Spot each line in the records below where the word "smartphone" occurs, then copy it.
◇ ◇ ◇ ◇ ◇ ◇ ◇
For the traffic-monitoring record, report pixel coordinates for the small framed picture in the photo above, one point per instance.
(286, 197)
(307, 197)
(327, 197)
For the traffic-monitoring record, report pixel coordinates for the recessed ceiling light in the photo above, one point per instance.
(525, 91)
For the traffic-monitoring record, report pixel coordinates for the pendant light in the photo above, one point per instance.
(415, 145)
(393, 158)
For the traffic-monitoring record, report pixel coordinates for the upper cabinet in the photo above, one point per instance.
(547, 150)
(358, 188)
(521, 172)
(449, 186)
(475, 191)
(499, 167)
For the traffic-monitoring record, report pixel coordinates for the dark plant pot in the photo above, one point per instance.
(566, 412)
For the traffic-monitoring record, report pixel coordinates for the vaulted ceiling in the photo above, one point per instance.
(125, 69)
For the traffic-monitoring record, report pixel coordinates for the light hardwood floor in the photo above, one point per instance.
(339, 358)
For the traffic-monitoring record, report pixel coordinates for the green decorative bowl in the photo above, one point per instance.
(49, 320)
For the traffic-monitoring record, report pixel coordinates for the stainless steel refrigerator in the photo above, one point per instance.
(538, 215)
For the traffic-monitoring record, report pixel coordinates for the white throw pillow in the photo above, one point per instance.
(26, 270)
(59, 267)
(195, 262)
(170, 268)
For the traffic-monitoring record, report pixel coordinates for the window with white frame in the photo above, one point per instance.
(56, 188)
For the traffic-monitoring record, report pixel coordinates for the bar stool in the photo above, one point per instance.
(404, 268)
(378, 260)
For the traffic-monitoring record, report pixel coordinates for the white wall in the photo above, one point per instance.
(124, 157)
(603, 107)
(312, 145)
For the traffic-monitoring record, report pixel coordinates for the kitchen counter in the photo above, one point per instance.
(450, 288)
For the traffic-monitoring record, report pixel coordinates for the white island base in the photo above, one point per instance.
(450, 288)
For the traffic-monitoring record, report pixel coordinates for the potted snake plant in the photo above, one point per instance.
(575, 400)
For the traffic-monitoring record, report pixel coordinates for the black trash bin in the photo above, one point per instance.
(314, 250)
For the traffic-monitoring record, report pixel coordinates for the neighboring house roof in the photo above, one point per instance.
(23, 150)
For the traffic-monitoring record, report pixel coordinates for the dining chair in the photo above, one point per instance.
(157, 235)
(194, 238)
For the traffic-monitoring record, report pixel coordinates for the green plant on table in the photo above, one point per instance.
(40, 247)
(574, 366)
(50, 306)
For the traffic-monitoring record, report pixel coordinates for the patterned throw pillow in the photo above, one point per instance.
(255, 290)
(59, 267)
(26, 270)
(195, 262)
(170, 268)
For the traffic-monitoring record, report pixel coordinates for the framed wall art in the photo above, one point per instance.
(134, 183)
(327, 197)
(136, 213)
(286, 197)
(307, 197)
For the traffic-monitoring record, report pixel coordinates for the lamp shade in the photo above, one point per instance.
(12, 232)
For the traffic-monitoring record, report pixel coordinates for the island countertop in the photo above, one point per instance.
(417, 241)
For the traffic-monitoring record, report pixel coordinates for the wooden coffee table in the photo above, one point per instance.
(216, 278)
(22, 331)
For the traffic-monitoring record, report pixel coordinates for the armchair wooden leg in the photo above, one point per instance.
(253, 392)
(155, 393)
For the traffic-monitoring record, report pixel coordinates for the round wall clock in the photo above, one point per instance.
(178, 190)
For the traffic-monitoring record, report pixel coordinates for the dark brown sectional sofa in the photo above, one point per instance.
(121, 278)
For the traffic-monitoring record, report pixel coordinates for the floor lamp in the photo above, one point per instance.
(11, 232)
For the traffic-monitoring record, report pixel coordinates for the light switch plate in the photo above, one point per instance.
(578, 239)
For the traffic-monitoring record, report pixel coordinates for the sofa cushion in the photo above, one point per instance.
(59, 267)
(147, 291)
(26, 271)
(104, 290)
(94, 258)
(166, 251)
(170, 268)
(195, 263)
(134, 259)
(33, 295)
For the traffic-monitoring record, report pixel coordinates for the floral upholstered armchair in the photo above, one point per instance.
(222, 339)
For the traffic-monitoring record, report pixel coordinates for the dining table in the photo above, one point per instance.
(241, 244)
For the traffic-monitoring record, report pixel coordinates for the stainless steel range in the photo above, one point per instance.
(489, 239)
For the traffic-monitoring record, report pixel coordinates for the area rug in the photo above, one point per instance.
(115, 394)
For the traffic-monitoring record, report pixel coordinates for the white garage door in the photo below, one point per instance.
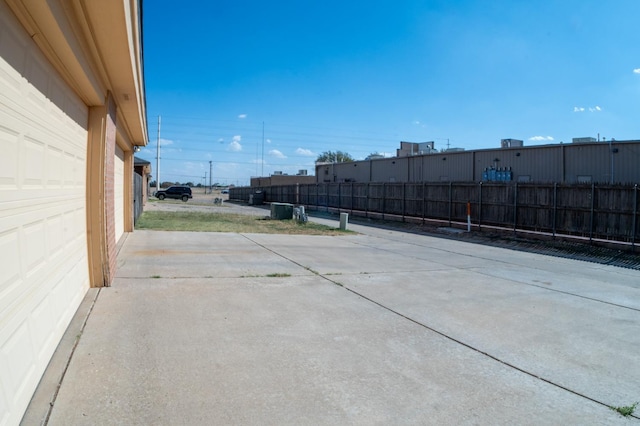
(43, 244)
(118, 180)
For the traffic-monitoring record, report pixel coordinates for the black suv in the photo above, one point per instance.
(178, 192)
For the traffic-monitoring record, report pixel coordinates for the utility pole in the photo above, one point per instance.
(158, 158)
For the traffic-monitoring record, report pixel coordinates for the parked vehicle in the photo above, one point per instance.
(177, 192)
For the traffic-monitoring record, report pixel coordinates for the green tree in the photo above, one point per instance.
(334, 157)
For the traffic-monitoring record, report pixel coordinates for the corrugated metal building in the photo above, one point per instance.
(604, 162)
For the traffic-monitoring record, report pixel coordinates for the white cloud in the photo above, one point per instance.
(541, 138)
(235, 146)
(277, 154)
(305, 152)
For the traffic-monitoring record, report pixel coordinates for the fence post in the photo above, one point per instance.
(450, 201)
(593, 191)
(555, 206)
(480, 206)
(515, 207)
(635, 218)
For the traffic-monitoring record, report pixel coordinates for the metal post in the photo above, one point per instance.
(555, 206)
(593, 190)
(384, 197)
(515, 207)
(404, 200)
(480, 206)
(352, 198)
(450, 201)
(635, 218)
(366, 211)
(424, 201)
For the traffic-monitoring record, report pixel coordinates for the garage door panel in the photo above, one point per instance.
(9, 157)
(9, 252)
(43, 244)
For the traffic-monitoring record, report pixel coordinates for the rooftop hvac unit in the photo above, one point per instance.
(583, 140)
(509, 143)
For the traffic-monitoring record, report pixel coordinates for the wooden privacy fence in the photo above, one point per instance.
(603, 212)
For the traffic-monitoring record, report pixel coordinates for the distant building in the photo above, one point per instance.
(604, 162)
(279, 178)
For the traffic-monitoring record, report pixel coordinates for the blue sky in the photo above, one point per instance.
(362, 76)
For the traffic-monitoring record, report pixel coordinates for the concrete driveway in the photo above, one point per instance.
(382, 327)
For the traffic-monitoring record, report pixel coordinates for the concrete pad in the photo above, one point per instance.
(377, 328)
(286, 351)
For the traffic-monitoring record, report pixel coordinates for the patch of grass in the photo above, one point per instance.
(626, 410)
(229, 222)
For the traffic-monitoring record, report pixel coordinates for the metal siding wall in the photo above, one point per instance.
(43, 243)
(627, 163)
(587, 160)
(542, 164)
(388, 170)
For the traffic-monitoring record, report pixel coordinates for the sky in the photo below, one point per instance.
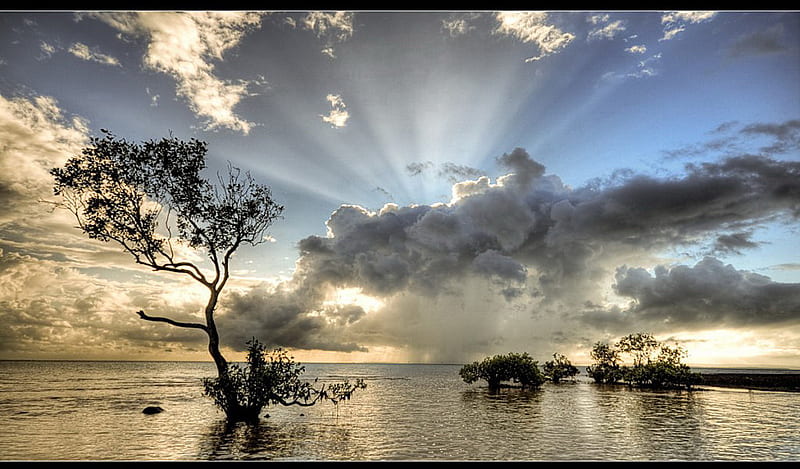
(456, 184)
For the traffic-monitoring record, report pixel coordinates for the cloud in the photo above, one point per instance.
(532, 27)
(333, 27)
(185, 45)
(768, 41)
(526, 246)
(53, 311)
(676, 21)
(417, 168)
(638, 49)
(448, 170)
(458, 24)
(768, 138)
(37, 136)
(607, 31)
(597, 19)
(47, 50)
(785, 136)
(82, 51)
(644, 69)
(734, 243)
(338, 115)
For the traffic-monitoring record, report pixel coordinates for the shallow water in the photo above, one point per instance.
(92, 411)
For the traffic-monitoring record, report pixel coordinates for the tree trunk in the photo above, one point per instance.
(213, 336)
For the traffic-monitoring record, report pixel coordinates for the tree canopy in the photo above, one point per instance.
(513, 367)
(153, 200)
(654, 364)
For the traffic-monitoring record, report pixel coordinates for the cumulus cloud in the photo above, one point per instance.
(332, 27)
(675, 21)
(185, 45)
(47, 50)
(644, 68)
(525, 246)
(769, 138)
(338, 115)
(448, 170)
(53, 311)
(638, 49)
(532, 27)
(83, 52)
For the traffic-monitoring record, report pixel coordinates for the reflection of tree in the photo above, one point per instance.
(502, 402)
(660, 422)
(257, 440)
(312, 437)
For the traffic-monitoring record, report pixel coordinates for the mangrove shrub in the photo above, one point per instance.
(517, 368)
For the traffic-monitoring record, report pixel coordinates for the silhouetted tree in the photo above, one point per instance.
(151, 199)
(270, 378)
(515, 367)
(606, 366)
(559, 368)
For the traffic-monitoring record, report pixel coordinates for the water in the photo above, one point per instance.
(92, 411)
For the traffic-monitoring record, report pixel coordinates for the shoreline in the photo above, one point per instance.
(788, 382)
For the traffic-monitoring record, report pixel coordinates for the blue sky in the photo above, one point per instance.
(346, 112)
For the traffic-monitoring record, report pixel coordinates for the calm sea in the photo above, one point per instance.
(93, 411)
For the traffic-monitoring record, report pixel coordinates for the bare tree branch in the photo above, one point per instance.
(191, 325)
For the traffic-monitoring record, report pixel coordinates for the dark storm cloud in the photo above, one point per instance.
(731, 138)
(769, 41)
(708, 294)
(521, 164)
(786, 135)
(734, 243)
(417, 168)
(294, 320)
(528, 233)
(450, 171)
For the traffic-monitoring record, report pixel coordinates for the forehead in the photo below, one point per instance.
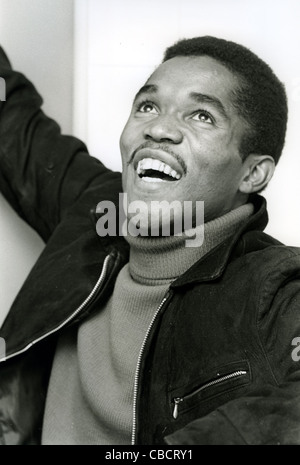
(199, 74)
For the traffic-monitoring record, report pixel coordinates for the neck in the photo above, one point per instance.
(157, 260)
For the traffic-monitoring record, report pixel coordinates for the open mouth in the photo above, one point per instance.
(153, 170)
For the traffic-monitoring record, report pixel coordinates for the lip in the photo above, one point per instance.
(161, 155)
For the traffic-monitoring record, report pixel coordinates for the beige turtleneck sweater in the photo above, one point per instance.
(90, 395)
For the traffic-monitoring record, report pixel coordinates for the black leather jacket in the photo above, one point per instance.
(216, 366)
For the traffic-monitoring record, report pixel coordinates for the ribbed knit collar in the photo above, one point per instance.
(159, 260)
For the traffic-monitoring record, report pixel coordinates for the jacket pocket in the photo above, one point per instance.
(221, 380)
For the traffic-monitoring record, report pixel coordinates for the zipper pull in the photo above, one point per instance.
(177, 401)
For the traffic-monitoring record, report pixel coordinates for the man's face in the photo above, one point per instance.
(182, 138)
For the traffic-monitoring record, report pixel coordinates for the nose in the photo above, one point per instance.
(163, 129)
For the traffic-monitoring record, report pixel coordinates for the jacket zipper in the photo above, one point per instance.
(84, 304)
(179, 400)
(138, 368)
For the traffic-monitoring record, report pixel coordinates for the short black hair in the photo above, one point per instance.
(261, 98)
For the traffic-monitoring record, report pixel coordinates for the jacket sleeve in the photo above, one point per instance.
(268, 415)
(42, 172)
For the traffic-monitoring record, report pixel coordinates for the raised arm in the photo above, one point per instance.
(42, 172)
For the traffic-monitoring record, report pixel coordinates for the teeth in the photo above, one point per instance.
(151, 164)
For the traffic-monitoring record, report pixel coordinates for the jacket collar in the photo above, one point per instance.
(212, 265)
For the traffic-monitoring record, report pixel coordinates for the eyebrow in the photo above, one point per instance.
(214, 101)
(197, 96)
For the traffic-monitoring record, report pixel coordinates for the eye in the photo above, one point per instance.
(147, 107)
(203, 116)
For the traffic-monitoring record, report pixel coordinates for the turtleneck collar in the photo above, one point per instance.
(160, 260)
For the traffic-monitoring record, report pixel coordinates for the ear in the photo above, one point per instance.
(258, 172)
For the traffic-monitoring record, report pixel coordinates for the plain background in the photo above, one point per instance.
(89, 57)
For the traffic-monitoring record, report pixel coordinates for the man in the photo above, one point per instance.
(141, 339)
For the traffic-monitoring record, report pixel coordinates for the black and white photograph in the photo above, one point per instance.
(149, 225)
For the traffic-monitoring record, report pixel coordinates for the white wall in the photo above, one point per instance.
(122, 41)
(38, 38)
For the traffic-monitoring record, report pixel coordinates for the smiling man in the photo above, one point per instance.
(139, 339)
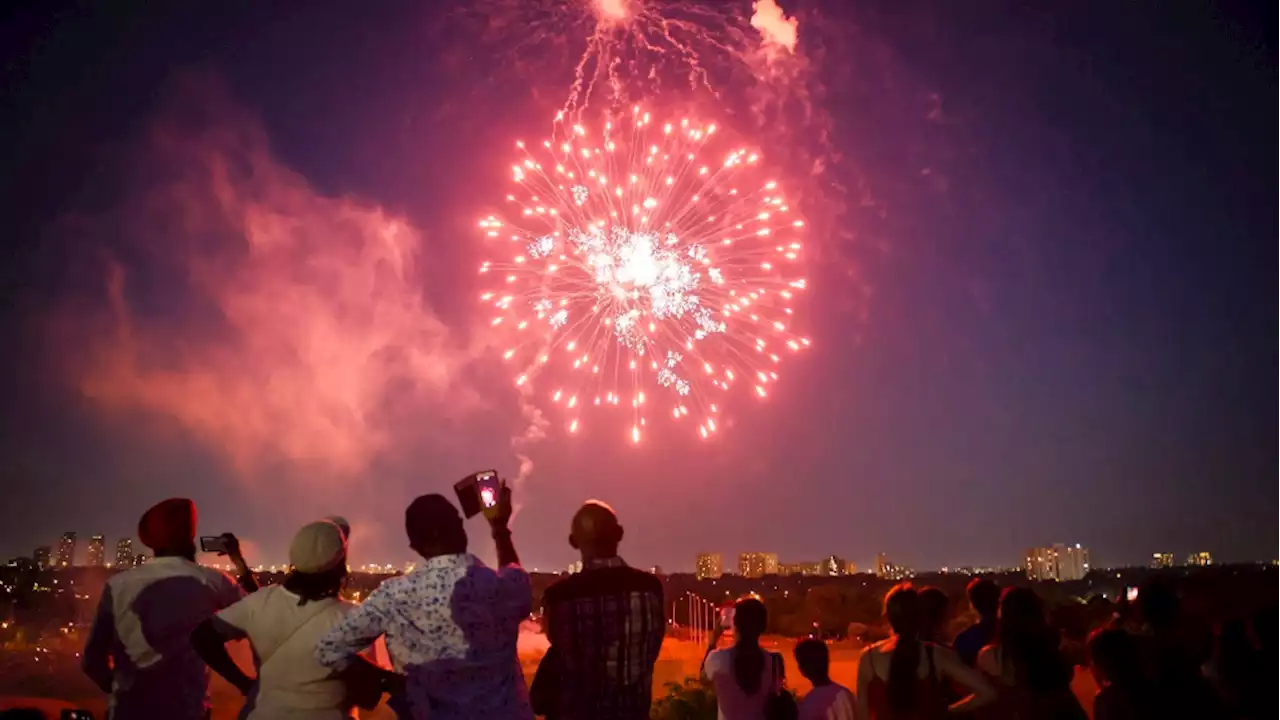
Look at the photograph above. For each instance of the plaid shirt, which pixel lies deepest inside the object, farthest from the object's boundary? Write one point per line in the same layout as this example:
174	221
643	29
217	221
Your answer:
606	627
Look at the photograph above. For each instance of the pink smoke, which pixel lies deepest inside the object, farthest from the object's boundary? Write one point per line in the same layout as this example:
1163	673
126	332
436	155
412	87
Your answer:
777	31
301	329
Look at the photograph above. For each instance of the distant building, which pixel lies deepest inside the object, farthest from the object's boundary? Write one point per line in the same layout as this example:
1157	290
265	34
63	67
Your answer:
96	551
709	566
887	570
67	550
758	564
799	568
832	565
1057	563
124	552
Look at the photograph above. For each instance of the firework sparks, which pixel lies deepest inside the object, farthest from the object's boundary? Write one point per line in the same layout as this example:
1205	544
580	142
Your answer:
648	268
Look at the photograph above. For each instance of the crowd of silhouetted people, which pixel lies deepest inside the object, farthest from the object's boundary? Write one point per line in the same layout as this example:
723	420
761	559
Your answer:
451	629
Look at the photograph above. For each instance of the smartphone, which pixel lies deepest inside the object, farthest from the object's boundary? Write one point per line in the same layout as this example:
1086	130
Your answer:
213	543
727	618
478	492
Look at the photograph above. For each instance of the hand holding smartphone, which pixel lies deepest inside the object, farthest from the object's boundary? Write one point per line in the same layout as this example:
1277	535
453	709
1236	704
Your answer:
479	492
214	543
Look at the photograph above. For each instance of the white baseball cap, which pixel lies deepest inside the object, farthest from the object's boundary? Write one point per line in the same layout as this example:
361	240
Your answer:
318	547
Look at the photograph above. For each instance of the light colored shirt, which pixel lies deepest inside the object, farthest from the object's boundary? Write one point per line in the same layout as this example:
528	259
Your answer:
451	628
144	624
731	702
291	683
828	702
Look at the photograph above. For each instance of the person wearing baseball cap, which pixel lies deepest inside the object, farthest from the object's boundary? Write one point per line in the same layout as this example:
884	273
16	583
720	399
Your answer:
283	624
137	648
342	524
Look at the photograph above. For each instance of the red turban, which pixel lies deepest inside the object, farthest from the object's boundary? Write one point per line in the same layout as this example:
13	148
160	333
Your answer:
169	524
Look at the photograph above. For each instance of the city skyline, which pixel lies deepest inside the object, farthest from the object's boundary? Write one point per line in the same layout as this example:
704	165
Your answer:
1036	313
878	564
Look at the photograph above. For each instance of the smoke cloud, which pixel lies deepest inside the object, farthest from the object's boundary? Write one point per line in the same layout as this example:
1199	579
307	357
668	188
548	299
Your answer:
268	319
777	31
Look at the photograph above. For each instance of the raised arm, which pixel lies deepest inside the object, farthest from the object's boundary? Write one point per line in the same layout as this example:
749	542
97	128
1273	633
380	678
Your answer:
243	575
96	659
209	639
499	524
355	632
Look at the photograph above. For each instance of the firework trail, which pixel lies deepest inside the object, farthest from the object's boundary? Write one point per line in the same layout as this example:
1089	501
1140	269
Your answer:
650	268
658	295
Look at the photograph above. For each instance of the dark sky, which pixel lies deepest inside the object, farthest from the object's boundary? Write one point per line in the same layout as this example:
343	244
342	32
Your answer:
1065	324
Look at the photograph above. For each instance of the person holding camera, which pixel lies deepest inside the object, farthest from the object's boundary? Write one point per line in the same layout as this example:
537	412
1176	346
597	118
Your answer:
138	648
283	624
451	624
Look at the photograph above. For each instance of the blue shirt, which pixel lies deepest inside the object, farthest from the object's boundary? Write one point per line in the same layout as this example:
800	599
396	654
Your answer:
451	628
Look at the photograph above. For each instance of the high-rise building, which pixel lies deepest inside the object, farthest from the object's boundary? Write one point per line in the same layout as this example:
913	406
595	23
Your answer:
96	551
124	552
1057	563
758	564
1200	559
67	550
832	565
800	569
887	570
709	566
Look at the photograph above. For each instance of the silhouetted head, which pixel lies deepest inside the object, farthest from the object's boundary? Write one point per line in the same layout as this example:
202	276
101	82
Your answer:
595	531
1114	657
933	613
984	597
1159	605
1022	614
749	619
749	623
434	527
814	660
903	610
1028	646
318	561
169	528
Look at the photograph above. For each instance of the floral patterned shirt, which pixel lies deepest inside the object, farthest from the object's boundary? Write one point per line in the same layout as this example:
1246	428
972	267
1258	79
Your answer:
451	627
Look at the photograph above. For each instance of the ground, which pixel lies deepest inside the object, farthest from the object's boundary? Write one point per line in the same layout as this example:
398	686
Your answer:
679	660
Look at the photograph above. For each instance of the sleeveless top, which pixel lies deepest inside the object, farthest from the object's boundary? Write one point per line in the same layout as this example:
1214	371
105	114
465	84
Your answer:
929	698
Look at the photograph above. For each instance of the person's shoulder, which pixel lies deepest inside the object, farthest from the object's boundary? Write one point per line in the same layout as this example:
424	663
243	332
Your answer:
◇ ◇ ◇ ◇ ◇ ◇ ◇
• _Reply_
Look at the photograph above. For each instance of the smartphone, which pixel lies deepest inside the object, farthest from the object's boundary? Write one point per line in the same layout as this example:
Look at the photograph above. For each instance of the hand holding smartphone, which pixel lies deepest inside the object, farthest from the object's boundary? Write one point per line in the same layout as this example:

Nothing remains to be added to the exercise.